# Task to complete:
Each record needs to be echoed exactly; can you do that?

Start of Exercise input

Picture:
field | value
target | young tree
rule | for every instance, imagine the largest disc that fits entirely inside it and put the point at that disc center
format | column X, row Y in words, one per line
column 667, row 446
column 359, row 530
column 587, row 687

End of Exercise input

# Task response:
Picture:
field | value
target | young tree
rule | for every instance, imagine the largest disc that fits entirely inside it and put the point at that disc center
format | column X, row Y in words, one per line
column 667, row 446
column 359, row 530
column 587, row 687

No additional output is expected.